[Pointing dataset excerpts]
---
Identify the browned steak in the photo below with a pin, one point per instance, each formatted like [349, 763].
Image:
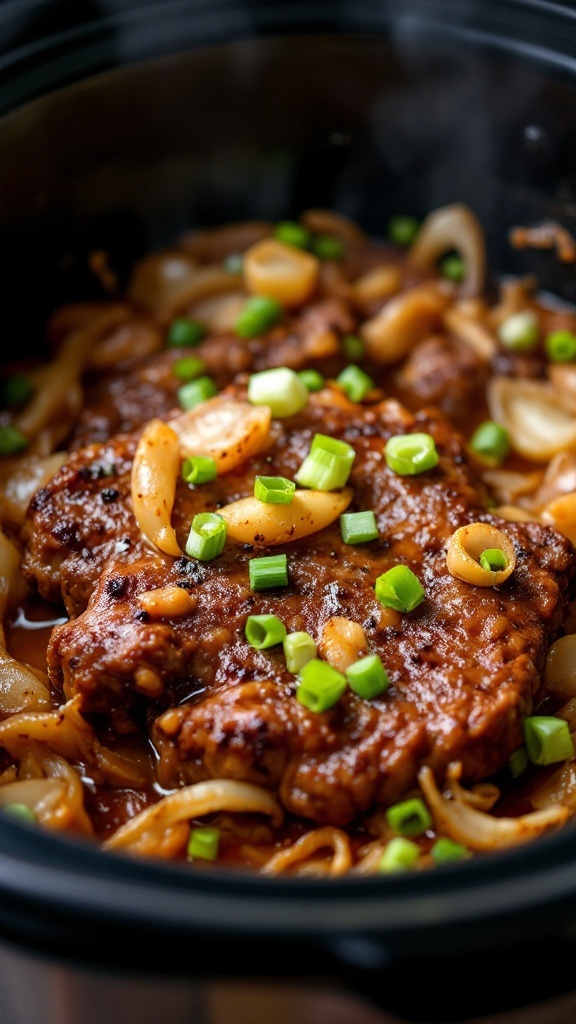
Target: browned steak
[464, 666]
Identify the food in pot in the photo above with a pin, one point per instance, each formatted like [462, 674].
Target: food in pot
[288, 526]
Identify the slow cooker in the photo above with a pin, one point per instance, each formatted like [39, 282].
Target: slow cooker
[123, 123]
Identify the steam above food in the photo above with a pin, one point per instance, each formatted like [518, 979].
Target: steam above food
[297, 514]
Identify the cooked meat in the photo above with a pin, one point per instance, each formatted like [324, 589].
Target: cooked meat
[464, 666]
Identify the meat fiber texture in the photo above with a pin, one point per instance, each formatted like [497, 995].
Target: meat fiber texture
[465, 666]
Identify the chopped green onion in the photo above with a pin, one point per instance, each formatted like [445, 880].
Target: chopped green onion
[203, 843]
[299, 648]
[410, 454]
[257, 315]
[403, 229]
[264, 631]
[518, 762]
[327, 247]
[234, 263]
[447, 851]
[367, 677]
[194, 392]
[356, 382]
[274, 489]
[281, 388]
[320, 686]
[184, 332]
[268, 571]
[312, 379]
[354, 347]
[561, 346]
[293, 233]
[547, 739]
[491, 442]
[453, 266]
[12, 440]
[493, 559]
[410, 817]
[15, 390]
[400, 855]
[199, 469]
[328, 464]
[21, 811]
[207, 536]
[399, 589]
[358, 527]
[520, 332]
[189, 368]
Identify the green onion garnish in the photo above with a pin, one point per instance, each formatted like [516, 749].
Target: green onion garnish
[520, 332]
[453, 266]
[15, 390]
[299, 648]
[399, 589]
[199, 469]
[447, 850]
[547, 739]
[194, 392]
[403, 229]
[410, 454]
[12, 440]
[358, 527]
[518, 762]
[355, 382]
[491, 442]
[293, 233]
[207, 536]
[184, 332]
[354, 347]
[367, 677]
[281, 388]
[312, 379]
[561, 346]
[493, 559]
[327, 247]
[264, 631]
[234, 263]
[257, 315]
[400, 855]
[189, 368]
[203, 843]
[268, 571]
[320, 686]
[274, 489]
[410, 817]
[21, 811]
[328, 464]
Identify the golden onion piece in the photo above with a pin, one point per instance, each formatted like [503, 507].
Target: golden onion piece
[454, 815]
[155, 470]
[561, 513]
[538, 423]
[252, 521]
[225, 430]
[560, 670]
[452, 227]
[283, 272]
[467, 545]
[403, 323]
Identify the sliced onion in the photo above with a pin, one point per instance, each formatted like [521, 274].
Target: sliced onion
[478, 830]
[539, 426]
[251, 521]
[452, 227]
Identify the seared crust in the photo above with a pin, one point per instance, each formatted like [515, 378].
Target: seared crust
[464, 666]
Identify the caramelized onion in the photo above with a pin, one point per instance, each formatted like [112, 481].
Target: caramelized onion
[452, 227]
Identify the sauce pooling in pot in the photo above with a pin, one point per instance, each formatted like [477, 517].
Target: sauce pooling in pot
[287, 542]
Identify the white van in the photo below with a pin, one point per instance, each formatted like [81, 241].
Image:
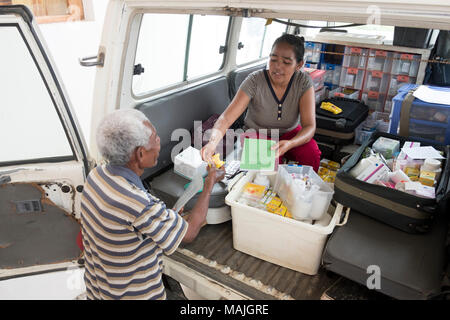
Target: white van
[178, 62]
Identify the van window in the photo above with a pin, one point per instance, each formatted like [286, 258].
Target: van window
[161, 50]
[30, 127]
[209, 33]
[256, 39]
[173, 48]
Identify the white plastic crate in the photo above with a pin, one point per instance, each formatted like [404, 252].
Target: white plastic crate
[351, 78]
[380, 60]
[312, 52]
[397, 81]
[344, 93]
[321, 94]
[284, 241]
[355, 57]
[332, 73]
[189, 163]
[374, 100]
[406, 64]
[302, 204]
[317, 77]
[376, 81]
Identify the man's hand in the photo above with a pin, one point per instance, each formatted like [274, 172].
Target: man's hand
[207, 152]
[214, 175]
[281, 148]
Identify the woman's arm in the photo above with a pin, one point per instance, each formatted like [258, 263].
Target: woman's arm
[226, 119]
[307, 107]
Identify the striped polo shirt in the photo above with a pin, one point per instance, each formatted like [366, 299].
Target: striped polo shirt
[125, 232]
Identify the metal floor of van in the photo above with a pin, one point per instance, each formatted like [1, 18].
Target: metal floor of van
[259, 279]
[256, 278]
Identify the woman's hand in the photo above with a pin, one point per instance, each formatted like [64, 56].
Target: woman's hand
[208, 151]
[281, 147]
[214, 175]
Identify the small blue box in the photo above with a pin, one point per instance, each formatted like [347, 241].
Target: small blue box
[428, 122]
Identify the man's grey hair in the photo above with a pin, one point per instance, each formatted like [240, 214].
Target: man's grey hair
[120, 133]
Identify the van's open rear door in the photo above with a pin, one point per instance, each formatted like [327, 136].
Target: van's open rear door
[43, 159]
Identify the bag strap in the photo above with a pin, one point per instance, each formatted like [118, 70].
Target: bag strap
[404, 114]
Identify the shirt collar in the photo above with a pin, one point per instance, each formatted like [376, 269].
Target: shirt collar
[126, 173]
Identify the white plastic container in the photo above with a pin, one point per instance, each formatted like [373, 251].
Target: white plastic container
[304, 205]
[286, 242]
[189, 163]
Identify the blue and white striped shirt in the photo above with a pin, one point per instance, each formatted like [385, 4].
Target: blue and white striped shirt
[125, 232]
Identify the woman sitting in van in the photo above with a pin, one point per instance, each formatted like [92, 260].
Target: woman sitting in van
[282, 98]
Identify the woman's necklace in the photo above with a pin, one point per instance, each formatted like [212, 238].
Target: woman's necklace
[279, 102]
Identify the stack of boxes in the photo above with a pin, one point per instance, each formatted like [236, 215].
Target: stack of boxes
[428, 122]
[317, 77]
[372, 75]
[353, 68]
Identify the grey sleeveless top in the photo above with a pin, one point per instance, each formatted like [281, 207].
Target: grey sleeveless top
[265, 111]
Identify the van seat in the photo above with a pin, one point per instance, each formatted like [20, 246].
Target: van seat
[179, 111]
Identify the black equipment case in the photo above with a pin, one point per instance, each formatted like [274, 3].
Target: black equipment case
[408, 266]
[399, 209]
[340, 128]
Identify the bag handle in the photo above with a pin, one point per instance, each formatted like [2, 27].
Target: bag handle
[404, 114]
[347, 213]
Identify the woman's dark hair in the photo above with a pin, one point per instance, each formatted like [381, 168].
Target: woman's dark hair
[298, 43]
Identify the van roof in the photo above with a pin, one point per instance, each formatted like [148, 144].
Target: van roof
[405, 13]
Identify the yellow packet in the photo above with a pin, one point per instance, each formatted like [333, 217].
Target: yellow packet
[427, 178]
[277, 210]
[216, 160]
[412, 173]
[330, 107]
[254, 190]
[323, 171]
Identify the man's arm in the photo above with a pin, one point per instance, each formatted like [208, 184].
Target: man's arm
[197, 218]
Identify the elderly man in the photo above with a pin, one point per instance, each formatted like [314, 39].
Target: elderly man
[126, 229]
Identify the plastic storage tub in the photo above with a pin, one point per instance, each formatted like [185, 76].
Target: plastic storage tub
[428, 122]
[376, 81]
[344, 93]
[312, 52]
[377, 121]
[405, 64]
[317, 76]
[351, 78]
[380, 60]
[355, 57]
[397, 81]
[332, 73]
[283, 241]
[321, 94]
[374, 100]
[189, 163]
[303, 205]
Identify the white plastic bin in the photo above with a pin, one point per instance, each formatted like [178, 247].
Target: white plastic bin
[344, 93]
[189, 163]
[303, 205]
[352, 78]
[286, 242]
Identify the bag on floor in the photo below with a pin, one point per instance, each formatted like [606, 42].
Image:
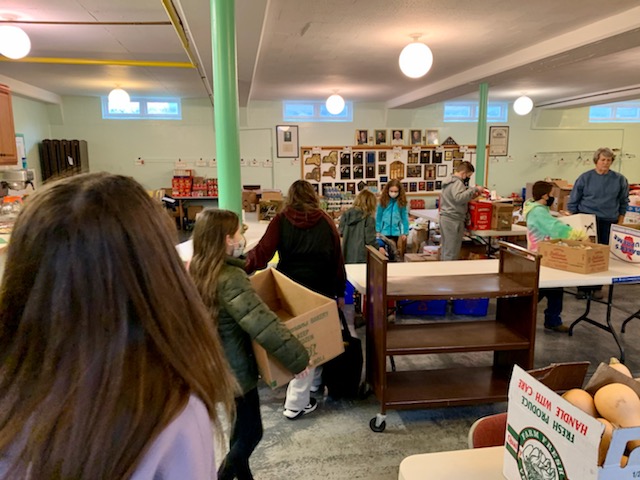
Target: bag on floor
[341, 375]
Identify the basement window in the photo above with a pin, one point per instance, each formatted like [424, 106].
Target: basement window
[141, 108]
[313, 111]
[620, 112]
[468, 111]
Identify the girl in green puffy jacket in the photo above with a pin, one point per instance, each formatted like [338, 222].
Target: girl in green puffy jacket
[241, 317]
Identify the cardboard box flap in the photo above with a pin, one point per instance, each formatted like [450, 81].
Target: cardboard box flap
[604, 375]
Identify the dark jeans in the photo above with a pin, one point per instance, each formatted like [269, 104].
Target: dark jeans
[247, 433]
[604, 230]
[554, 305]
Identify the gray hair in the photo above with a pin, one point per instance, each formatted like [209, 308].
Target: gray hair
[605, 152]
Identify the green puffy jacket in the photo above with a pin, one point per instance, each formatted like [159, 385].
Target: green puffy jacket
[242, 317]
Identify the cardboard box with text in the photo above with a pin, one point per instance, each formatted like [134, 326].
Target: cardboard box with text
[573, 256]
[549, 438]
[311, 317]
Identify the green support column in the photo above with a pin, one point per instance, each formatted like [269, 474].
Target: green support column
[225, 104]
[481, 143]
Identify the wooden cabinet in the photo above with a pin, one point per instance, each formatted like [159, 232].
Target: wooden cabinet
[8, 150]
[510, 336]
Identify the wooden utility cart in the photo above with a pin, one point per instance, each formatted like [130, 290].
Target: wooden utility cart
[511, 336]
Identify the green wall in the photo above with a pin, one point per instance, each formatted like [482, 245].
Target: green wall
[544, 143]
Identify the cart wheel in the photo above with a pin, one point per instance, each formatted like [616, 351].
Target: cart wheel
[378, 429]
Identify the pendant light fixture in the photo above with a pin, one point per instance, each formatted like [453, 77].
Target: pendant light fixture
[14, 42]
[118, 99]
[523, 105]
[415, 59]
[335, 104]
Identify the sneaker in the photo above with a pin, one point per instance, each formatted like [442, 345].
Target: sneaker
[295, 414]
[558, 328]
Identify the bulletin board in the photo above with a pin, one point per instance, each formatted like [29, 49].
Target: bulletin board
[420, 169]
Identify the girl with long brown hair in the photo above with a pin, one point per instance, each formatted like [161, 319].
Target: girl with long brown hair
[242, 317]
[110, 367]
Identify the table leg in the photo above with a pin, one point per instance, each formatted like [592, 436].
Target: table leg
[608, 327]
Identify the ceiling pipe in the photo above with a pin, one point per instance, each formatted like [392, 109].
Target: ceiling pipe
[187, 41]
[93, 61]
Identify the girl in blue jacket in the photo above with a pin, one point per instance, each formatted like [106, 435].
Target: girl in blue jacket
[392, 216]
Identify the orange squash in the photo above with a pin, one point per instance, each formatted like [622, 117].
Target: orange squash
[581, 399]
[619, 404]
---
Work to be completed
Find the line that contains "Identify the green support" in the listing above. Retype it and every line after it up to the last, exactly, and nothing else.

Written reply
Identify the green support column in the photo above with a pin, one point per instance, each formatted like [269, 474].
Target: green support column
[225, 104]
[481, 143]
Identify the wooden cabinet in the photo above with a pin, one point per instance, each formatted like [159, 232].
Target: wooden cabinet
[8, 150]
[510, 336]
Identify the wooden utility cart in the photo above with a pin, one point per instance, each formatted like [130, 290].
Target: wooden utility cart
[511, 336]
Identify the green wall in the photo above with a pin, one point per instance, each formatted like [482, 245].
Target: green wall
[544, 143]
Identify the cart wheel in the photo above with a pin, one point per instance, each formatted like [616, 351].
Target: cart wheel
[378, 429]
Identify the pendant light fixture in the photo above with a pin, one point per instance, each formatted like [453, 77].
Target: pendant light fixture
[14, 42]
[118, 99]
[523, 105]
[415, 59]
[335, 104]
Identify the sneaker in the photo above with a pin, one point per instance, each formatted like [442, 345].
Target: sneaker
[295, 414]
[558, 328]
Identify the bulletin board in the photo above with a pin, one point per instance, each formatted like [29, 49].
Target: bulletin board
[420, 169]
Identify the girl with long brown hair in the photo above with a pin, one point per instance, each formatted like [161, 319].
Target: girl with long brown hair
[242, 317]
[110, 367]
Identify the table leg in the photo above with a pin, one point per instance, each formatted like [592, 436].
Target: table leg
[608, 327]
Identify the ceiling pipe in the photo above with a pin, one point per instance, each formatted like [392, 109].
Target: ceiling pipe
[187, 41]
[93, 61]
Identify the girl in blue jacket in the photo above with a pin, one point per instance, each formatted like [106, 435].
Target: girl in blue jacket
[392, 216]
Identify the orange squash in the photo above with a pin, one point per instance, each formatted like [622, 117].
Target: orange squash
[581, 399]
[619, 404]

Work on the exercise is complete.